:: EXTRAIT DU TEXTE
L’écriture professionnelle en travail social débute dès la formation. Quelle expérience en retirent les étudiant(e)s sortant des Instituts de travail social, quelles représentations en ont-ils et finalement quel est leur rapport à l’écriture ? C’est ce qu’il semblait nécessaire de demander aux intéressés, mais, en engageant la conversation sur ce sujet, on obtient aussi d’autres informations sur la profession.

« TOUT LE MONDE EST CAPABLE D’ÉCRIRE…

…et pourtant j’ai toujours été enfermée dans le rôle de quelqu’un qui avait du mal à écrire et je crois que ça reste longtemps. Par contre, dans une formation à l’expression écrite qui durait trois jours, une femme nous a démontré qu’on était capable de faire quelque chose et ça, je m’en suis souvenue.
::::
:: ENREGISTREMENTS PRÉSENTÉS
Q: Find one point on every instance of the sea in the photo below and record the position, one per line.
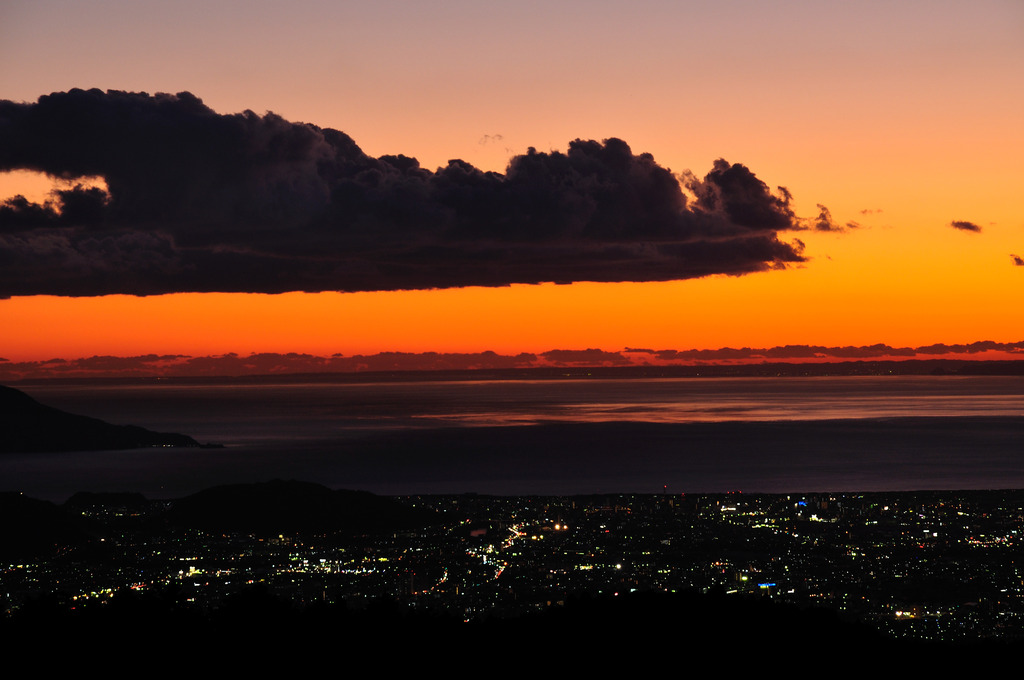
(552, 436)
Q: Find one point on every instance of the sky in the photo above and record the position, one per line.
(184, 226)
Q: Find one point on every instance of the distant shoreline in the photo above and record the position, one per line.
(773, 370)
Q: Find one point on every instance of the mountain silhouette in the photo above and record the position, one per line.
(28, 426)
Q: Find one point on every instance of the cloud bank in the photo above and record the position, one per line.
(964, 225)
(273, 364)
(201, 202)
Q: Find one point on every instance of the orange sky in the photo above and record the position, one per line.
(911, 113)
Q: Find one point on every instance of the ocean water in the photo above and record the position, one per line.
(551, 436)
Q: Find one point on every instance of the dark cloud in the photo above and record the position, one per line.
(198, 201)
(965, 226)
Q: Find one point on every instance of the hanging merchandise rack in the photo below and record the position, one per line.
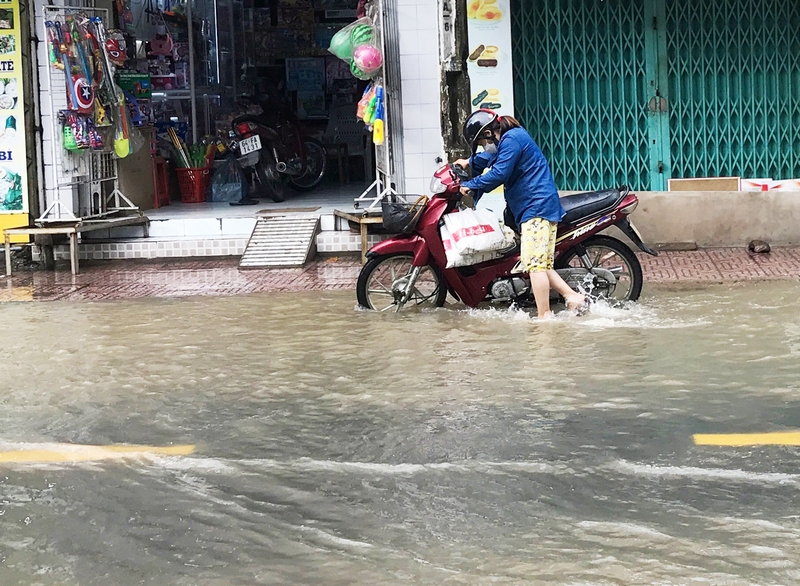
(84, 158)
(382, 185)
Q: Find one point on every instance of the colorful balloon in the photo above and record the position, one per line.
(368, 58)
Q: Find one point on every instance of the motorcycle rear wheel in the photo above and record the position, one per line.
(612, 255)
(270, 180)
(316, 161)
(381, 282)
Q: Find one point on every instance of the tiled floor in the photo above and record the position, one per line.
(182, 278)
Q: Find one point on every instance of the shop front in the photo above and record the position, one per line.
(15, 90)
(176, 95)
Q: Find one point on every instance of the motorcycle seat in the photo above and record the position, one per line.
(581, 205)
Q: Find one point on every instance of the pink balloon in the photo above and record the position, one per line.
(368, 58)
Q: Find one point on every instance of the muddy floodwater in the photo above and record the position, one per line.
(341, 447)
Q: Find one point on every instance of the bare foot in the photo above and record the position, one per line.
(575, 301)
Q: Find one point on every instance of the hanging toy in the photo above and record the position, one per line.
(362, 32)
(368, 58)
(116, 49)
(364, 101)
(69, 139)
(161, 43)
(358, 73)
(95, 138)
(55, 52)
(378, 127)
(77, 43)
(133, 108)
(101, 118)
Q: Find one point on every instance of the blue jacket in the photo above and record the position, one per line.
(521, 168)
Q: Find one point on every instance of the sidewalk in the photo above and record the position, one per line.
(128, 279)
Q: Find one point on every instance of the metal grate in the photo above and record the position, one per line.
(638, 91)
(581, 89)
(734, 75)
(286, 241)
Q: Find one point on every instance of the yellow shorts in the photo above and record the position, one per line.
(538, 246)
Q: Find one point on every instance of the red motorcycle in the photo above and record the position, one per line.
(411, 268)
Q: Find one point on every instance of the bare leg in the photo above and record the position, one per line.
(574, 300)
(540, 283)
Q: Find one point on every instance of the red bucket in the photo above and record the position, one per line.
(193, 184)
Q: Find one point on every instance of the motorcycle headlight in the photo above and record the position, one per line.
(437, 186)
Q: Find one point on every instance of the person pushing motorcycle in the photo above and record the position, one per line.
(515, 161)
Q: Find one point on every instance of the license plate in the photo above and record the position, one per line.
(249, 145)
(635, 230)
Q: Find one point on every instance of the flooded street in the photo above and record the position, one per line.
(342, 447)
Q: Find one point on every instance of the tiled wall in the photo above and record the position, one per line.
(420, 75)
(154, 249)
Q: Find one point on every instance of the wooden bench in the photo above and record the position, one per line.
(71, 230)
(363, 219)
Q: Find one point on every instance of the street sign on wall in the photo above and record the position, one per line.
(490, 65)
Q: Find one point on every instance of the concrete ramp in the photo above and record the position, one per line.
(281, 241)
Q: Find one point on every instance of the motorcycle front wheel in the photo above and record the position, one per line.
(270, 180)
(383, 279)
(316, 164)
(614, 256)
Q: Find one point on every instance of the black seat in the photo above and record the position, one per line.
(581, 205)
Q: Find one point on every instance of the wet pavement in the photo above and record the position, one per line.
(444, 447)
(187, 278)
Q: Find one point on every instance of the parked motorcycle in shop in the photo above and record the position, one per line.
(272, 146)
(410, 269)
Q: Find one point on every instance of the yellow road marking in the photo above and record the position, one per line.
(783, 438)
(59, 453)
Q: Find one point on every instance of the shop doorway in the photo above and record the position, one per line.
(641, 91)
(211, 62)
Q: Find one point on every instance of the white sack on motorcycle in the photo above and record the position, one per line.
(456, 259)
(474, 231)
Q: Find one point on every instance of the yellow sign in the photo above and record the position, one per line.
(13, 166)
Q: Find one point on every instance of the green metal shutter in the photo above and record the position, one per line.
(734, 80)
(581, 89)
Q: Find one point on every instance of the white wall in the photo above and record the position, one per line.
(51, 99)
(418, 21)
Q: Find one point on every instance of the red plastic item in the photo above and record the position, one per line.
(193, 184)
(160, 182)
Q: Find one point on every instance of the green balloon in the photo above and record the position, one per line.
(341, 46)
(361, 35)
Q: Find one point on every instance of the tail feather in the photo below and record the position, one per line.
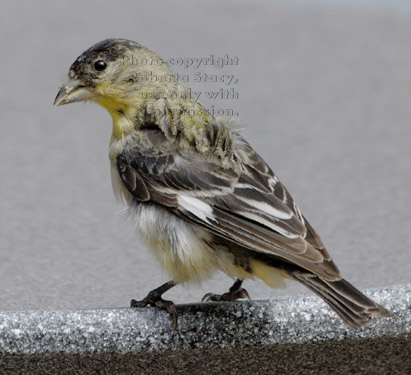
(354, 308)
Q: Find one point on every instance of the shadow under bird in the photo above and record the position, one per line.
(202, 198)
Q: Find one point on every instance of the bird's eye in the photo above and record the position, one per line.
(100, 65)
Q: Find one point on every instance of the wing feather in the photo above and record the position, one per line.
(245, 204)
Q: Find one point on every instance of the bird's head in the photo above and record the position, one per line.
(116, 73)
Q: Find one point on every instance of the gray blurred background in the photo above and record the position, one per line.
(324, 95)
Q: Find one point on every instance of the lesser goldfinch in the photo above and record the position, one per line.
(202, 198)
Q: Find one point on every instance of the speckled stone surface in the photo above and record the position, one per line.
(210, 337)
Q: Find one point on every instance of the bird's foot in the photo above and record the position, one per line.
(234, 293)
(154, 299)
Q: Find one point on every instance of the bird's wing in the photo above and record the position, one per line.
(248, 206)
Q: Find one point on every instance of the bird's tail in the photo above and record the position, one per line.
::::
• [CONSIGNE 1] Recopiez l'extrait sur l'écriture professionnelle en travail social depuis « L’écriture professionnelle en » jusqu'à « m’en suis souvenue. » inclus.
• [CONSIGNE 2] Ajoutez -144 à chaque coordonnée donnée en réponse dans les enregistrements, depuis la ligne contenant « Q: Find one point on every instance of the shadow » jusqu'à la fin des enregistrements incluse. Restituez uniquement ces lignes, demandes comprises.

• [RÉPONSE 1]
L’écriture professionnelle en travail social débute dès la formation. Quelle expérience en retirent les étudiant(e)s sortant des Instituts de travail social, quelles représentations en ont-ils et finalement quel est leur rapport à l’écriture ? C’est ce qu’il semblait nécessaire de demander aux intéressés, mais, en engageant la conversation sur ce sujet, on obtient aussi d’autres informations sur la profession.

« TOUT LE MONDE EST CAPABLE D’ÉCRIRE…

…et pourtant j’ai toujours été enfermée dans le rôle de quelqu’un qui avait du mal à écrire et je crois que ça reste longtemps. Par contre, dans une formation à l’expression écrite qui durait trois jours, une femme nous a démontré qu’on était capable de faire quelque chose et ça, je m’en suis souvenue.

• [RÉPONSE 2]
Q: Find one point on every instance of the shadow under bird in the photo above and record the position, one per line.
(58, 54)
Q: Find one point on every instance of the bird's eye in the photo above and record the position, one per line.
(-44, -79)
Q: Find one point on every instance of the wing feather in the photo above and record the position, one per line.
(101, 60)
Q: Find one point on every instance of the bird's head in the photo above and record the position, one per line.
(-28, -71)
Q: Find one point on every instance of the gray blurred background in the photo above and record the position, one per line.
(180, -49)
Q: Find one point on every instance of the lesser goldfinch in the photo above and record the position, one per line.
(58, 54)
Q: Find one point on every instance of the speckled stone surface in the photo above and record the position, one per line.
(66, 193)
Q: Find one point on every instance of the bird's foot in the photo above and record the position, one per line.
(90, 149)
(10, 155)
Q: Find one point on every instance of the bird's wing in the photo above and record the position, one per line.
(104, 62)
Q: Find one point on every instance of the bird's tail in the photo above and record the position, one per line.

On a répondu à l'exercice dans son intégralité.